> Excerpted passage
JPA CriteriaBuilder with junction table

Question

How can the sql expression below be expressed using CriteriaBuilder?

select * from Ref where prac_id = (select prac_id from loc l join staff_loc sl where sl.loc = l.id and sl.pracstaff_id = 123)

Model Classes

@Entity
public class Ref {
    private Long id;
    private Prac prac;
}

@Entity
public class Loc {
    Long id;
    @ManyToOne
    Prac prac;
    @ManyToMany
    Set<PracStaff> pracStaff;
}

@Entity
public class Prac {
    Long id;
    @OneToMany
    Set<Loc> locs;
}

@Entity
public class PracStaff {
    Long id;
    @ManyToMany
    Set<Loc> locs;
}

• There's a join table that maps Loc to PracStaff; it has two columns: pracstaff_id and loc_id
• A Loc can belong to only one Prac.

What I'm trying to get is all Ref objects that have a PracStaff with id 123 using CriteriaBuilder.

Answer 1

---

Here's the solution I got to work though I haven't tested it thoroughly. Using

Expression<Collection<PracStaff>>

to return the collection is what I was missing

CriteriaBuilder criteriaBuilder = entityManager.getCriteriaBuilder();
CriteriaQuery<Ref> criteriaQuery = criteriaBuilder.createQuery(Ref.class);
Root<Ref> from = criteriaQuery.from(Ref.class);
criteriaQuery.select(from);

Subquery<Prac> subquery = criteriaQuery.subquery(Prac.class);
Root<Loc> fromLoc = subquery.from(Loc.class);
Expression<Collection<PracStaff>> pracStaffInLoc = fromLoc.get("pracStaff");
subquery.where(criteriaBuilder.isMember({pracStaffObj}, pracStaffInLoc));
subquery.select(fromLoc.<Prac>get("prac"));     
Path<Prac> specialist = from.get("{field in Ref class}");
Predicate p = criteriaBuilder.equal(specialist, subquery);

> Requirements
**a.** Answer these about the CriteriaBuilder thread, one line each:
(i) Which two columns does the join table mapping Loc to PracStaff have?
(ii) How many Prac objects can a Loc belong to?
(iii) In Answer 1, which expression type does the poster say was the missing piece for returning the collection?
**b.** Output the part of the CriteriaBuilder thread starting with "How can the" and going on through "sl.pracstaff_id = 123)".

> Dataset records
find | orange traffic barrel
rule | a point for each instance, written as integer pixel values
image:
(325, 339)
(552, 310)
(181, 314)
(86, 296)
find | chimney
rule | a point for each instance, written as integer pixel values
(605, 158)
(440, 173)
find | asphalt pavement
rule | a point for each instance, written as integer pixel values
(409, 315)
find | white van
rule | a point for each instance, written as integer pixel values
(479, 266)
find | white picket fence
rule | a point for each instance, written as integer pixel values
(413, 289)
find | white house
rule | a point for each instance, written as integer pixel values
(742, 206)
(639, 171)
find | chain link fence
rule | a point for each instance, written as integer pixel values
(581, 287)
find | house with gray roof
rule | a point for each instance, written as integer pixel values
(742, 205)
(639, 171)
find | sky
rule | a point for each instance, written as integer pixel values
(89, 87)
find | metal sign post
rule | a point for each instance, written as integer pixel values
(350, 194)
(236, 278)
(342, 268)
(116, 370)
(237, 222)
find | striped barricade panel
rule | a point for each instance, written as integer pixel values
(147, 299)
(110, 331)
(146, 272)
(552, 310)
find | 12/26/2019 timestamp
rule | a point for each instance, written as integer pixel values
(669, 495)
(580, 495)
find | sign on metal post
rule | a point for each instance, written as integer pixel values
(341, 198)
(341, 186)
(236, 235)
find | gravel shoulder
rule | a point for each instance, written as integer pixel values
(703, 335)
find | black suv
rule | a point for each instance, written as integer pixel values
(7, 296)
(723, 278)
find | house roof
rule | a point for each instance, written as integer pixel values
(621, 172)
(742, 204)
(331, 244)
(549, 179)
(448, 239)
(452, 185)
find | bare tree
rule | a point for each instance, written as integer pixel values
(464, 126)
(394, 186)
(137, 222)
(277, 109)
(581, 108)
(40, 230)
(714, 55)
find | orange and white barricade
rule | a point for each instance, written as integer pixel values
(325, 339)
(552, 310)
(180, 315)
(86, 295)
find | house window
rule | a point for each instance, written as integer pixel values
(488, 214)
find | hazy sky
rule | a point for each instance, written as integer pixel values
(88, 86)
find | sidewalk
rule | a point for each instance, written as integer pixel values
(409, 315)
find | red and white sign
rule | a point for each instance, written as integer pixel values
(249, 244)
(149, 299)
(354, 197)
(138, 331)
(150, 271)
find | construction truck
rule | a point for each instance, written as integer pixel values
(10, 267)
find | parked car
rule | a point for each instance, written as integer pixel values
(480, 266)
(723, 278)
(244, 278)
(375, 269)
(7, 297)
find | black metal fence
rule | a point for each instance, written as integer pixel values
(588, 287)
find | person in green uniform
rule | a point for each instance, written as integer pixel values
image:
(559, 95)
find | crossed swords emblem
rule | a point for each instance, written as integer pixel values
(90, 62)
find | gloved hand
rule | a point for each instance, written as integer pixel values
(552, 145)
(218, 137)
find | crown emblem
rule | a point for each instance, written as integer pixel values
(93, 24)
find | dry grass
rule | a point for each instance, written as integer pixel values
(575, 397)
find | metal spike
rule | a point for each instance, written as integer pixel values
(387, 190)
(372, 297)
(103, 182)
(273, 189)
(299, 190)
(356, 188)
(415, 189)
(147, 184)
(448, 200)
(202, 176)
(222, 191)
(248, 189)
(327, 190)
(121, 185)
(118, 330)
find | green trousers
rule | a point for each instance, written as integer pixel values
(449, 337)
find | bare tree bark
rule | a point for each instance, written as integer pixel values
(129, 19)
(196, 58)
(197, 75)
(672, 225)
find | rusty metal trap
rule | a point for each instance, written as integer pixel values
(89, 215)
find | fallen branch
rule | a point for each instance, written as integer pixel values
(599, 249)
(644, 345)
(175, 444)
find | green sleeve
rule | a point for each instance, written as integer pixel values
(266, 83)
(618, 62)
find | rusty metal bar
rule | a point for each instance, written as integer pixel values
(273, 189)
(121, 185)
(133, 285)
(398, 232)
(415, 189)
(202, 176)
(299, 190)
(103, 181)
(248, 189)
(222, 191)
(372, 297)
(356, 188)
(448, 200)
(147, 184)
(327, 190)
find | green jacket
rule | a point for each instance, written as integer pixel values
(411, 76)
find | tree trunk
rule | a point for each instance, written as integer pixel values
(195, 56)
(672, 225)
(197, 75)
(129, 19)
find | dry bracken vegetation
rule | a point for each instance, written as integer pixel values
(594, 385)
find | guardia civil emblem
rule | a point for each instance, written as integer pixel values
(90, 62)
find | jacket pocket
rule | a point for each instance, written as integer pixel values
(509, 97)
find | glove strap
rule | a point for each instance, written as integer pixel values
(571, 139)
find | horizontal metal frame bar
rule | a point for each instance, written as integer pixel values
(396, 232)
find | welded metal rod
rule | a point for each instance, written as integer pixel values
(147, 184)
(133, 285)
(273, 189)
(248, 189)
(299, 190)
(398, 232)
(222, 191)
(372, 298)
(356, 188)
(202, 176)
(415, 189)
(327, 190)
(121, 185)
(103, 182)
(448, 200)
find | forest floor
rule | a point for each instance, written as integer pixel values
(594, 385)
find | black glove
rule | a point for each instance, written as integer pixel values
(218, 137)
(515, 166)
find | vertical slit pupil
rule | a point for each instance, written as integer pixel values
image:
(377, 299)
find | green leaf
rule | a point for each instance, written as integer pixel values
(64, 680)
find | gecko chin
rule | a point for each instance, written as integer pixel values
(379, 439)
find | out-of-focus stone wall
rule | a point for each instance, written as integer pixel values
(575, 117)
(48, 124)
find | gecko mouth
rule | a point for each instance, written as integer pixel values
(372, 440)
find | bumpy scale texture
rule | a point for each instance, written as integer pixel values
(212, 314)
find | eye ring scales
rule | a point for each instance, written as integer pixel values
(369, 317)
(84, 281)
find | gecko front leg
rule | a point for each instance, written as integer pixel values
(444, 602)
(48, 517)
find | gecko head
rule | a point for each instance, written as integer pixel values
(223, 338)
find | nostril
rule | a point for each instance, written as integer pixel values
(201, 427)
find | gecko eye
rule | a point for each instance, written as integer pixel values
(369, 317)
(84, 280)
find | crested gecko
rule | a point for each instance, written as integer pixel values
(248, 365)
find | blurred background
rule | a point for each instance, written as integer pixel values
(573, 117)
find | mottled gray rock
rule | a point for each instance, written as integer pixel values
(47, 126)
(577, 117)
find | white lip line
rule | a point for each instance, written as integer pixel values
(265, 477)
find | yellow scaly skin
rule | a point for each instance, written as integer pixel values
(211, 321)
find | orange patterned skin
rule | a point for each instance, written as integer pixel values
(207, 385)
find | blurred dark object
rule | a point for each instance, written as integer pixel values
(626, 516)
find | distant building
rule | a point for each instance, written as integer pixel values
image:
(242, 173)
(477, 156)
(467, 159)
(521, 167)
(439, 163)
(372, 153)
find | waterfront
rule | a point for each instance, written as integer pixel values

> Solutions to each task
**a.**
(i) pracstaff_id and loc_id
(ii) Only one
(iii) Expression<Collection<PracStaff>>

**b.**
How can the sql expression below be expressed using CriteriaBuilder?

select * from Ref where prac_id = (select prac_id from loc l join staff_loc sl where sl.loc = l.id and sl.pracstaff_id = 123)